### Work task
Nothing but the records, repeated word for word and free of pictures, belongs in the answer.

>>>>>

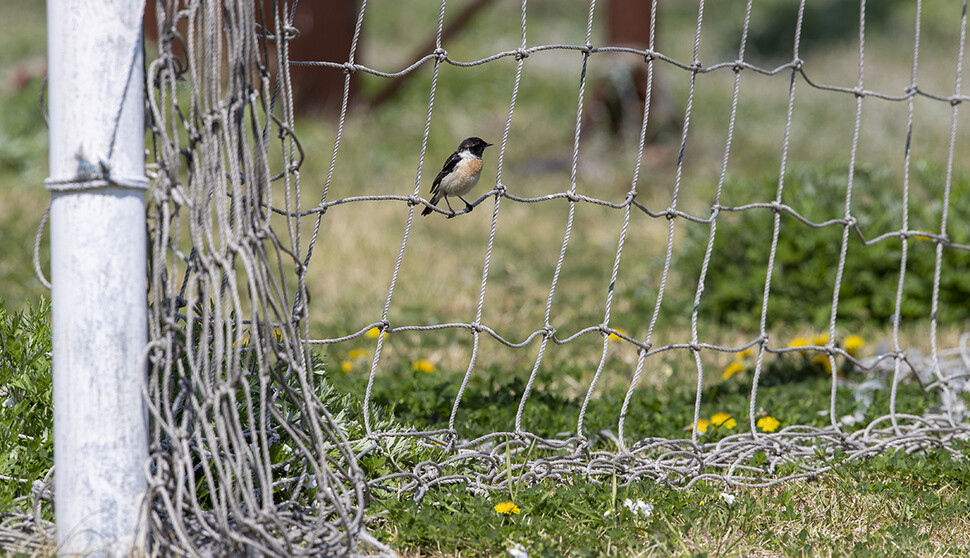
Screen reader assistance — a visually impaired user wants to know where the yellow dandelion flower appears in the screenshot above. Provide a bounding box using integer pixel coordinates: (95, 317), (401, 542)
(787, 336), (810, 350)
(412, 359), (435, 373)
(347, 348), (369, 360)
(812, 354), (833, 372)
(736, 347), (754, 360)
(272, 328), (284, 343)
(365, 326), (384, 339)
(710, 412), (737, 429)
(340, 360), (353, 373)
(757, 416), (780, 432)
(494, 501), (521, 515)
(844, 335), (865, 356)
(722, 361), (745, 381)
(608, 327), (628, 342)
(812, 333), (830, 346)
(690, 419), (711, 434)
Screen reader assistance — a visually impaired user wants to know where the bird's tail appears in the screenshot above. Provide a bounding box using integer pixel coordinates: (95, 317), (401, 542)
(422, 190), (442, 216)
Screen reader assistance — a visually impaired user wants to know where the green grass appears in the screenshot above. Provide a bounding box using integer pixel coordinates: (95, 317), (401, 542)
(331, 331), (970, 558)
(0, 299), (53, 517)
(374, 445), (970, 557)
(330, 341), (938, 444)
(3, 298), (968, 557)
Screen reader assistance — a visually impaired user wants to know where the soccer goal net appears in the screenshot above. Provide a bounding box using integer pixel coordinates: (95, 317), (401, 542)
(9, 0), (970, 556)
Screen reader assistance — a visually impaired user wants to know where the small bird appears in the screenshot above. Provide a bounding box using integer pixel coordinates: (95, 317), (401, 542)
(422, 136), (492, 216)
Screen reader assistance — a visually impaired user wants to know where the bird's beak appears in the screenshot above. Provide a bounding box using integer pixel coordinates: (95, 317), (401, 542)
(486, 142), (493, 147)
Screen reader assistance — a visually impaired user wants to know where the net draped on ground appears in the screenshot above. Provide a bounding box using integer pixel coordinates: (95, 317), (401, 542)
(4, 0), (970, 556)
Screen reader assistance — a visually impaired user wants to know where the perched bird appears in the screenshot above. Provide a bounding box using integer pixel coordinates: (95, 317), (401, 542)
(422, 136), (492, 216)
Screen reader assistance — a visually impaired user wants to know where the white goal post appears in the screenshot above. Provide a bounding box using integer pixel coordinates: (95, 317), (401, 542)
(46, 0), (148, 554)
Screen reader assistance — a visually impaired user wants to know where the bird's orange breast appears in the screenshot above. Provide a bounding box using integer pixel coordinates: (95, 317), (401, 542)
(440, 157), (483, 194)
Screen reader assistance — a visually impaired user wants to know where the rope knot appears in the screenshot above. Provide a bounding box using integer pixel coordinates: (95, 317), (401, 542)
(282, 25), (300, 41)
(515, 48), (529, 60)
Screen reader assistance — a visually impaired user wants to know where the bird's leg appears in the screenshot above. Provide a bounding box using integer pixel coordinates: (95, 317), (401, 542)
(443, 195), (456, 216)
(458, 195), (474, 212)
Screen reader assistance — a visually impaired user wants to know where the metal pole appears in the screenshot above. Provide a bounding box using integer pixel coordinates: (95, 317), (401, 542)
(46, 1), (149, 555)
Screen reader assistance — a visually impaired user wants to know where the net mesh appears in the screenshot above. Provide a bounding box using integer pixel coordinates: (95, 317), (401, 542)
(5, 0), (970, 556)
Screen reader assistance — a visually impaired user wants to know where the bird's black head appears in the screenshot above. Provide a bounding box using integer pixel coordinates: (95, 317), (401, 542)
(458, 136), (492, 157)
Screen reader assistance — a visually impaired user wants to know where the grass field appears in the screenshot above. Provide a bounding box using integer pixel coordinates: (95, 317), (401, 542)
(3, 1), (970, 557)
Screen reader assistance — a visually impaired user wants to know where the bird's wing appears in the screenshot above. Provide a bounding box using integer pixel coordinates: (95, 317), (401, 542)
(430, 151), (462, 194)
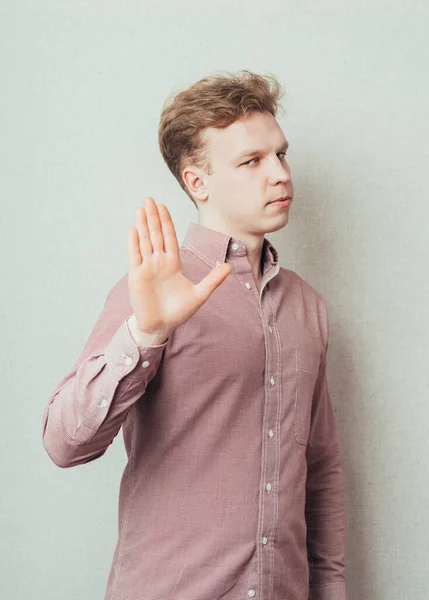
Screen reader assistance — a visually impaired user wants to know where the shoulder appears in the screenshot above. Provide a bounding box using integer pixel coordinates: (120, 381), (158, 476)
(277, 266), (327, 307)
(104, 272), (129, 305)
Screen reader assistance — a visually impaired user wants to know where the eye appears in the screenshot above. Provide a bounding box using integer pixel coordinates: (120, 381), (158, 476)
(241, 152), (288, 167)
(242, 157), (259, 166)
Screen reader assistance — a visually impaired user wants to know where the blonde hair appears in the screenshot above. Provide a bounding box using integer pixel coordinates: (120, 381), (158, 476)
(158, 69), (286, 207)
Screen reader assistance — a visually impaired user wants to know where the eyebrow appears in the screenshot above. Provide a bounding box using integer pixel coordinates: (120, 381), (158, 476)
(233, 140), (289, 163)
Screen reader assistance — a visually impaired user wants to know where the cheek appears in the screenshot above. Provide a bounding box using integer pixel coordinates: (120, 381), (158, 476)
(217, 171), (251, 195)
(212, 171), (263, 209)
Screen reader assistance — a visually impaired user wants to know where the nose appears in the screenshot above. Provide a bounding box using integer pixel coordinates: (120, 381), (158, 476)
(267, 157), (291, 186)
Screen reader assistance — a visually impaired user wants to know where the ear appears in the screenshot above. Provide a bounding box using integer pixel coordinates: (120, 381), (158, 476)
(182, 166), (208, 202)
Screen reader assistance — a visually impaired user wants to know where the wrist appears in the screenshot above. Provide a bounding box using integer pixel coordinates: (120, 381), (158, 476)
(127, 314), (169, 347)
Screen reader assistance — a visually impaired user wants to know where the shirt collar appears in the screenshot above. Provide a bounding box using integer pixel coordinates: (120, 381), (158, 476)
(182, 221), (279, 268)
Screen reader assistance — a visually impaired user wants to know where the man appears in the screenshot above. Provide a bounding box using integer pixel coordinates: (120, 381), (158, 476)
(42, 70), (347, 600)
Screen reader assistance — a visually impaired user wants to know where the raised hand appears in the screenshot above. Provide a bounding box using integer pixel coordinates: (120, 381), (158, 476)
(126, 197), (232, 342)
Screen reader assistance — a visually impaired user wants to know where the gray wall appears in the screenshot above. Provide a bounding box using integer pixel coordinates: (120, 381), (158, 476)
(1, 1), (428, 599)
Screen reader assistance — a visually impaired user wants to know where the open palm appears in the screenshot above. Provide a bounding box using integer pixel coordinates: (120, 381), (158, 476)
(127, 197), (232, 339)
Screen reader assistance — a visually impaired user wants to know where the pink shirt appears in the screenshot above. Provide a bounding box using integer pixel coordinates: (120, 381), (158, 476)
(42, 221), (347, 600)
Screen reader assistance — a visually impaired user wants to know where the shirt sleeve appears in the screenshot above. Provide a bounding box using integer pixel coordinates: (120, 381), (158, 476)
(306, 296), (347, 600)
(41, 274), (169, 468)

<<<<<

### Answer space
Screen reader assistance — a visually impaired user wants to know where the yellow dandelion flower appears in the screenshot above. Provide a bounding box using integer pixel coordinates: (95, 317), (401, 542)
(787, 336), (810, 350)
(412, 359), (435, 373)
(347, 348), (369, 360)
(812, 354), (833, 372)
(736, 347), (754, 360)
(272, 328), (284, 343)
(365, 326), (384, 339)
(710, 412), (737, 429)
(340, 360), (353, 373)
(757, 416), (780, 432)
(494, 501), (521, 515)
(844, 335), (865, 356)
(722, 361), (745, 381)
(608, 327), (628, 342)
(812, 333), (830, 346)
(690, 419), (711, 434)
Screen reader assistance — a visually impaired user wants to know where the bird's tail appears in the screenshot above. Provide a bounding box using integer pixel coordinates: (95, 317), (401, 542)
(422, 190), (442, 216)
Screen reader assistance — a visually impaired user wants to know where the green grass appears in the screenshot above. Provide a bounding box using integer pixel coordinates: (95, 317), (401, 542)
(331, 331), (970, 558)
(0, 299), (53, 517)
(374, 445), (970, 557)
(330, 341), (938, 444)
(3, 298), (968, 557)
Screen reader assistance — a visually impaired user wants to know where the soccer goal net appears in the screenshot above. Provide a bounding box using integer pixel coordinates: (95, 317), (401, 542)
(9, 0), (970, 556)
Screen reader assistance — a visually impaired user wants to know where the small bird appears in the screenshot above. Provide a bounding box using integer pixel coordinates: (95, 317), (401, 542)
(422, 136), (492, 216)
Screen reader assistance — a visually impaired user wants to know where the bird's beak appears in the screenshot above. Provide a bounding box using integer pixel coordinates: (95, 317), (401, 542)
(486, 142), (493, 147)
Screen reader assistance — a visually impaired user wants to know where the net draped on ground appears in the screenshot above. Provide a bounding box using integer pixel coordinates: (95, 317), (401, 542)
(4, 0), (970, 556)
Screen reader assistance — a visually impaired user wants to know where the perched bird appears in the screenshot above. Provide a bounding box using integer pixel coordinates: (95, 317), (401, 542)
(422, 136), (492, 216)
Screen reader assistance — a visually impaired user wants to know where the white goal post appears in the screenshot above. Provide a bounding box using integer pixel coordinates: (95, 317), (401, 542)
(46, 0), (148, 554)
Screen reader assistance — a visually impaired user wants to know where the bird's orange breast appears in the screenshot above. Provide a bounding box using integer pixel coordinates: (95, 317), (401, 542)
(440, 157), (483, 194)
Screen reader assistance — a visually impaired user wants to know where the rope knot appears in the screenshot above. Provide a bounding box using integer pixel coordinates: (95, 317), (401, 542)
(282, 25), (300, 41)
(515, 48), (529, 60)
Screen reader assistance — a visually impaired user wants to know where the bird's leg appears in the screenshot above. Provide a bounding box using integer pixel coordinates: (95, 317), (401, 542)
(443, 195), (456, 216)
(458, 195), (474, 212)
Screen reader assistance — a visually impaired user wants to know where the metal pole appears in the screenshot above. Provide a bounding box using integer pixel coordinates: (95, 317), (401, 542)
(46, 1), (149, 555)
Screen reader assistance — a visually impaired user wants to know where the net mesh appears in the screenshot above. Provide a bounding box using integer pixel coordinates: (95, 317), (401, 542)
(5, 0), (970, 556)
Screen reader assistance — a visually impaired user wants to know where the bird's black head appears in the screenshot above. Provide a bounding box using integer pixel coordinates: (95, 317), (401, 542)
(458, 136), (492, 157)
Screen reader assistance — a visually impaired user wants to know where the grass field appears in the screenshot above. Provide a bounding box using integer pixel coordinates: (95, 317), (401, 542)
(3, 1), (970, 557)
Screen reader assistance — a visually impaired user wants to know where the bird's wing appears in the screenshot above. Provide a bounding box using integer pixel coordinates: (95, 317), (401, 542)
(430, 151), (462, 194)
Screen reader assistance — a visually impaired user wants to know where the shoulder appears in the screenshot above. Provide a bounding box using integer pixel coordinates: (120, 381), (158, 476)
(277, 266), (327, 307)
(104, 272), (129, 305)
Screen reader assistance — a visually impaired user wants to know where the eye appears in the screenshot above. Provide a bounding box using integer pixel coordinates: (120, 381), (158, 476)
(241, 152), (288, 167)
(242, 157), (259, 166)
Screen reader assistance — a visually impaired user wants to know where the blonde hair appears in the screenshot above. Provide a bounding box using integer pixel coordinates: (120, 381), (158, 476)
(158, 69), (286, 207)
Screen reader assistance — a visually impaired user wants to know where the eyebrow appears in the screenshot above. Provide a bounding box using integer pixel coordinates: (120, 381), (158, 476)
(233, 140), (289, 163)
Screen reader assistance — a visually impaired user wants to know where the cheek appears in the screenshot above. Provide a bounding box using integer pixel coordinates: (120, 381), (158, 476)
(217, 171), (251, 195)
(212, 171), (263, 209)
Screen reader assistance — a visually impaired user wants to know where the nose appears in the screenshot above. Provide a bounding box using integer pixel coordinates: (120, 381), (158, 476)
(267, 157), (291, 186)
Screen reader assistance — a visually impaired user wants to know where the ear appears in the screenshot above. Provide a bounding box using integer pixel coordinates: (120, 381), (158, 476)
(182, 166), (208, 202)
Screen reader assistance — a visually impaired user wants to know where the wrist appears in the screenshot above. Provide a bounding box using integer pixel coordinates: (120, 381), (158, 476)
(127, 314), (169, 347)
Screen reader assistance — a visually impaired user wants to know where the shirt collar appears in the screenshot above. Provide a bounding box using integer pixel coordinates: (120, 381), (158, 476)
(182, 221), (279, 268)
Screen reader assistance — a visually impaired user wants to know where the man appears in the screenshot above. Provide a bounding box using integer pixel coordinates: (120, 381), (158, 476)
(42, 70), (347, 600)
Screen reader assistance — a visually impaired user wants to know where the raised hand appears in the screenshot above. Provide a bounding box using integer pixel coordinates: (120, 381), (158, 476)
(126, 197), (232, 342)
Screen reader assistance — a visually impaired user wants to know where the gray wall appears in the screenshot above. Provide a bounding box using integer pixel coordinates: (120, 381), (158, 476)
(1, 1), (428, 599)
Screen reader assistance — a visually impaired user wants to know where the open palm appears in the screenshot above. Provide a bounding box using integer pixel coordinates: (120, 381), (158, 476)
(127, 197), (232, 339)
Screen reader assistance — a visually impaired user wants to know where the pink shirt appears in the screenshot above. Provide a bounding box using integer pixel coordinates: (120, 381), (158, 476)
(42, 221), (347, 600)
Screen reader assistance — a visually impaired user wants to know where the shirt sleeve appears in the screenshot above. Provide a bounding box using integer pixel coordinates: (120, 381), (158, 476)
(306, 296), (347, 600)
(41, 274), (169, 468)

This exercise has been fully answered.